Stated exercise:
Revise all of the records below so that "every instance on its own line" becomes "each instance on a separate line", keeping everything else the same. Leave the pictures out of your answer.
## Begin Data supplied
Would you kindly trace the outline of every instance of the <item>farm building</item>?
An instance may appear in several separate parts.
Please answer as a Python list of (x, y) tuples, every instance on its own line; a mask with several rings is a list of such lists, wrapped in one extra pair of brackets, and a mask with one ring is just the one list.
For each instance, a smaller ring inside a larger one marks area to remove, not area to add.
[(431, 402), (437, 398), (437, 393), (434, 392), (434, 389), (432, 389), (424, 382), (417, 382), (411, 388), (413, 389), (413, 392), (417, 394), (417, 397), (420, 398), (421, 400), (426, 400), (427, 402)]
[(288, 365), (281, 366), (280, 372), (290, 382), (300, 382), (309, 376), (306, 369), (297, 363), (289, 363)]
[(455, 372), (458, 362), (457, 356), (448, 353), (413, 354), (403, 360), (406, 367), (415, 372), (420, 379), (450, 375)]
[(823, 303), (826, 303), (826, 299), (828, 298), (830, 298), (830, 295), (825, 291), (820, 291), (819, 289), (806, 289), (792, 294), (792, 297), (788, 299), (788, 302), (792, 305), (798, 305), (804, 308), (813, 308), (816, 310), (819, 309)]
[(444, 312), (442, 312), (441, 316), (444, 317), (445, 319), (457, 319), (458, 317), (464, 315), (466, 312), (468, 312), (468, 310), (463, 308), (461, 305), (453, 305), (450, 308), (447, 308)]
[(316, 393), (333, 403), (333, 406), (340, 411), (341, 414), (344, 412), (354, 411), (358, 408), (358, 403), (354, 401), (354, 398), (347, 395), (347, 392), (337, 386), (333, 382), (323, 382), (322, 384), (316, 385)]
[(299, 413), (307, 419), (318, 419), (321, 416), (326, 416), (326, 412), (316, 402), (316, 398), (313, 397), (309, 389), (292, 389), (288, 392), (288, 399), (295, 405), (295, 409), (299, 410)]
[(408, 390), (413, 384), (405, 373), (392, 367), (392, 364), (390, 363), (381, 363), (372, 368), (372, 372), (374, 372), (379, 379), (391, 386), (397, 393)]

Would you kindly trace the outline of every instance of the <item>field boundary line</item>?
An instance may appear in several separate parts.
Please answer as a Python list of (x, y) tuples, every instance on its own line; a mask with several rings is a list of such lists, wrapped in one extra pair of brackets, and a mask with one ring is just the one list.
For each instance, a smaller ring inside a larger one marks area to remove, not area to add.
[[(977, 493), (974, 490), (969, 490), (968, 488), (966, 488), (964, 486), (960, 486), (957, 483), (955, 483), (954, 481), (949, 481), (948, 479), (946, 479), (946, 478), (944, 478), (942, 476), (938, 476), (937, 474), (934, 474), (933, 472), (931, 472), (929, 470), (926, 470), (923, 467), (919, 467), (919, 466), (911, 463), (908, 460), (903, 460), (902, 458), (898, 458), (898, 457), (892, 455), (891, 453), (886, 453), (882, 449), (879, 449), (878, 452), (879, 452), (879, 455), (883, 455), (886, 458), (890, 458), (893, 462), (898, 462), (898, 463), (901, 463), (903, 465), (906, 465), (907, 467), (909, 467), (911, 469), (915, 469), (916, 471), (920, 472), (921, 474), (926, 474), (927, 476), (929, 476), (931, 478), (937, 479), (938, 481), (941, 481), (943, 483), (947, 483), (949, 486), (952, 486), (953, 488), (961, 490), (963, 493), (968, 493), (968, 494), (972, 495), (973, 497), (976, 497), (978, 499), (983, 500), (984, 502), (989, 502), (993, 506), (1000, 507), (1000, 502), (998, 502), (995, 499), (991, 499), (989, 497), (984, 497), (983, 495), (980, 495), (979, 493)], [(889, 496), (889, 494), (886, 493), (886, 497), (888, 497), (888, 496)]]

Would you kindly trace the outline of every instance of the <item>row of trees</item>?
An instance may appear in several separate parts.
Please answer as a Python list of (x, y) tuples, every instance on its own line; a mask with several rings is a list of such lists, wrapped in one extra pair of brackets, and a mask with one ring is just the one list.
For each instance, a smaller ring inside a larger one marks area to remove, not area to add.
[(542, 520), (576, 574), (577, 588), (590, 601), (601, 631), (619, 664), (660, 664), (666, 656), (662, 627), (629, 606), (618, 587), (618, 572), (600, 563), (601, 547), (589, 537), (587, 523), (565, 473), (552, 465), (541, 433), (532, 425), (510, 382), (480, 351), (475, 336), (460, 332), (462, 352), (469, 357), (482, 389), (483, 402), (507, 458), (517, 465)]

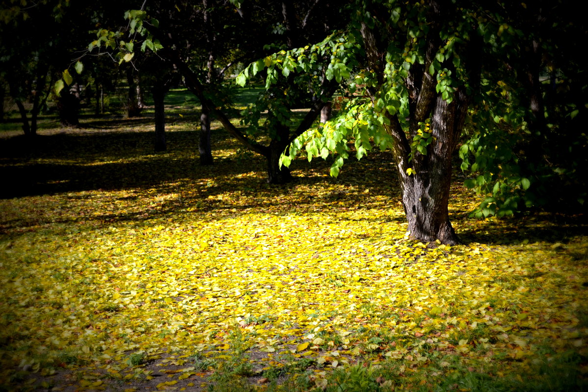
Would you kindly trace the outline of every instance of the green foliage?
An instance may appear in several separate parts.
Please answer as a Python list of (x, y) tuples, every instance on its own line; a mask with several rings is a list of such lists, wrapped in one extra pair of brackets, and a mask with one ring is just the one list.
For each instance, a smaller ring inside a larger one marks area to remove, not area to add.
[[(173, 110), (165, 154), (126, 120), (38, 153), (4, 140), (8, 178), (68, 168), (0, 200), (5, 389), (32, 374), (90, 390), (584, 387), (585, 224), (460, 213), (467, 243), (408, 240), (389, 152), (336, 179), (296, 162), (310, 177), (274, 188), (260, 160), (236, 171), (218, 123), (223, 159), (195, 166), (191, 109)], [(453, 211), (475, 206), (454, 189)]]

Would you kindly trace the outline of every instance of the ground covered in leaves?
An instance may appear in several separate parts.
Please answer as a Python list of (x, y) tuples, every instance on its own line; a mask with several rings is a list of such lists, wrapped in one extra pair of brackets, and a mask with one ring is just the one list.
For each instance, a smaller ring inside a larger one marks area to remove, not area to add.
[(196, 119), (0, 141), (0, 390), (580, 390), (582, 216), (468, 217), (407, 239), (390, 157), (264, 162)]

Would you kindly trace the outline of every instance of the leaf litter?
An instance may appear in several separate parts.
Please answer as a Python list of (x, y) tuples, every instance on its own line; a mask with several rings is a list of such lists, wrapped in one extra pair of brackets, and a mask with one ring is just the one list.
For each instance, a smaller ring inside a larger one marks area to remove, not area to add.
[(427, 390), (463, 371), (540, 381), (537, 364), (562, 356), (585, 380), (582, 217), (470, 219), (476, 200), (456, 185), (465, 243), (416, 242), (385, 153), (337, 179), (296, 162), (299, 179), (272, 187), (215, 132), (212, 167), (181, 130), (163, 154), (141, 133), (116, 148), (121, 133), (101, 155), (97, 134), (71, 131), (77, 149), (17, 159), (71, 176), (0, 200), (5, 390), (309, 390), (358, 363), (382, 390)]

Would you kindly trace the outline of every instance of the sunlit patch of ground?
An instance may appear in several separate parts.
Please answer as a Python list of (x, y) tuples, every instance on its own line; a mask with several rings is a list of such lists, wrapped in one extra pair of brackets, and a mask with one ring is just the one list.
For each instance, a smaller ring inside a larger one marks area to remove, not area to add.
## End Data supplied
Solution to this exercise:
Would you kindly trace the outline of every instance of the <item>farm building</item>?
An instance may appear in several separate parts.
Please answer as a Python list of (x, y) tuples, each instance on a separate line; a mask with several rings is a list of such lists, wrapped in one extra pair of brackets, and a mask with one ring is just the one list.
For each instance, a smaller ring inside a larger one marks area to remove, not area to add.
[(431, 402), (437, 398), (437, 393), (434, 392), (434, 389), (432, 389), (424, 382), (417, 382), (411, 388), (413, 389), (413, 392), (417, 394), (417, 397), (420, 398), (421, 400), (426, 400), (427, 402)]
[(288, 365), (281, 366), (280, 372), (290, 382), (300, 382), (309, 376), (306, 369), (297, 363), (289, 363)]
[(455, 372), (458, 362), (457, 356), (448, 353), (413, 354), (403, 360), (406, 367), (415, 372), (420, 379), (450, 375)]
[(823, 303), (826, 303), (826, 299), (828, 298), (830, 298), (830, 295), (825, 291), (820, 291), (819, 289), (806, 289), (792, 294), (792, 297), (788, 299), (788, 302), (792, 305), (798, 305), (804, 308), (813, 308), (816, 310), (819, 309)]
[(444, 312), (442, 312), (441, 316), (444, 317), (445, 319), (457, 319), (458, 317), (464, 315), (466, 312), (468, 312), (468, 310), (463, 308), (461, 305), (453, 305), (450, 308), (447, 308)]
[(316, 393), (333, 403), (333, 406), (340, 411), (341, 414), (344, 412), (354, 411), (358, 408), (358, 403), (354, 401), (354, 398), (347, 395), (347, 392), (337, 386), (333, 382), (323, 382), (322, 384), (316, 385)]
[(299, 413), (307, 419), (318, 419), (321, 416), (326, 416), (326, 412), (316, 402), (316, 398), (313, 397), (309, 389), (292, 389), (288, 392), (288, 399), (295, 405), (295, 409), (299, 410)]
[(408, 390), (413, 384), (405, 373), (392, 367), (392, 364), (390, 363), (381, 363), (372, 368), (372, 372), (374, 372), (379, 379), (391, 386), (397, 393)]

Would you kindly trace the outline of every instance of the <item>field boundary line</item>?
An instance may appear in several separate parts.
Please answer as a Python list of (x, y) tuples, each instance on a separate line; a mask with several rings is a list of such lists, wrapped in one extra pair of brackets, and a mask with one ring is just the one list.
For each instance, a smaller ring inside a larger one marks area to remove, not area to add.
[[(977, 493), (974, 490), (969, 490), (968, 488), (966, 488), (964, 486), (960, 486), (957, 483), (955, 483), (954, 481), (949, 481), (948, 479), (946, 479), (946, 478), (944, 478), (942, 476), (938, 476), (937, 474), (934, 474), (933, 472), (931, 472), (929, 470), (926, 470), (923, 467), (919, 467), (919, 466), (911, 463), (908, 460), (903, 460), (902, 458), (898, 458), (898, 457), (892, 455), (891, 453), (886, 453), (882, 449), (879, 449), (878, 452), (879, 452), (879, 455), (883, 455), (886, 458), (890, 458), (893, 462), (898, 462), (898, 463), (901, 463), (903, 465), (906, 465), (907, 467), (909, 467), (911, 469), (915, 469), (916, 471), (920, 472), (921, 474), (926, 474), (927, 476), (929, 476), (931, 478), (937, 479), (938, 481), (941, 481), (943, 483), (947, 483), (949, 486), (952, 486), (953, 488), (961, 490), (963, 493), (968, 493), (968, 494), (972, 495), (973, 497), (976, 497), (978, 499), (983, 500), (984, 502), (989, 502), (993, 506), (1000, 507), (1000, 502), (998, 502), (995, 499), (991, 499), (989, 497), (984, 497), (983, 495), (980, 495), (979, 493)], [(889, 496), (889, 494), (886, 493), (886, 497), (888, 497), (888, 496)]]

Would you kindly trace the outline of every instance of the <item>row of trees</item>?
An instance may appear in several separate parts.
Please answer as a Python list of (x, y) tuples, each instance on a separate line; a mask with several rings is a list of such lists, wrapped in one extra pair of brackets, and a mask with one ring is just the one list.
For each instance, a smaller ring inside a larger one marks area to remove, not area to add.
[(542, 520), (576, 574), (577, 588), (590, 601), (601, 631), (619, 664), (660, 664), (666, 656), (662, 627), (629, 606), (618, 587), (618, 572), (600, 563), (601, 547), (589, 537), (587, 523), (565, 473), (552, 465), (541, 433), (532, 425), (510, 382), (480, 351), (475, 336), (460, 332), (462, 352), (469, 357), (482, 389), (483, 402), (507, 458), (517, 465)]

Would you kindly trace the outline of every instance of the green foliage?
An instance may appear in several separate parts.
Please answer as a Python list of (x, y) tuples, each instance on a separate line; a mask with several rings is a list of such lists, wrapped in one extra pair of brackets, and a mask with one ring is just the one list.
For each instance, a smaller ring inside a larger one marks area to remove, not area to add.
[[(173, 110), (165, 154), (126, 120), (38, 153), (4, 140), (8, 178), (68, 168), (0, 200), (5, 389), (32, 374), (90, 390), (584, 387), (585, 224), (460, 213), (467, 243), (408, 240), (389, 152), (336, 179), (296, 162), (310, 177), (274, 188), (260, 160), (236, 171), (218, 123), (223, 159), (195, 166), (191, 109)], [(453, 211), (475, 206), (454, 189)]]

Would you kindly trace the outline of every instance of the ground covered in leaves?
An instance may appear in several separate parts.
Please answer as a Python list of (x, y) tuples, each instance on a separate line; a mask with several rings is a list of such lists, wrapped in one extra pair of brackets, and a mask with one ring is just the one list.
For each instance, a smaller ring inside a larger one marks area to remove, not area to add.
[(196, 119), (0, 141), (0, 390), (580, 390), (582, 216), (468, 217), (407, 239), (390, 157), (264, 162)]

Would you kindly trace the outline of every instance of the leaf litter?
An instance may appear in several separate parts.
Please answer as a Python list of (x, y) tuples, each instance on a separate line; a mask with several rings is a list of such lists, wrapped in one extra pair of brackets, and a mask with one ring is just the one list.
For each instance, a smaller ring inside a larger one marks area to remove, not area to add.
[(427, 390), (463, 371), (540, 381), (537, 364), (562, 356), (585, 380), (582, 217), (470, 219), (476, 200), (456, 185), (465, 243), (416, 242), (385, 153), (337, 179), (296, 162), (299, 179), (272, 187), (215, 132), (212, 167), (181, 130), (163, 154), (141, 133), (116, 148), (121, 133), (101, 155), (97, 134), (71, 131), (77, 149), (17, 159), (71, 176), (0, 200), (5, 390), (309, 390), (358, 363), (382, 390)]

Would you kindly trace the outline of every instance of the sunlit patch of ground?
An instance may appear in several separate parts.
Please answer as a Python list of (x, y) tuples, each instance on a separate line; a mask with several rings is a list of such lists, wrapped in one extra pair of brackets, and a mask with one ring is just the one list.
For each instance, a smaller ring inside a larger one marks area to remove, not area to add.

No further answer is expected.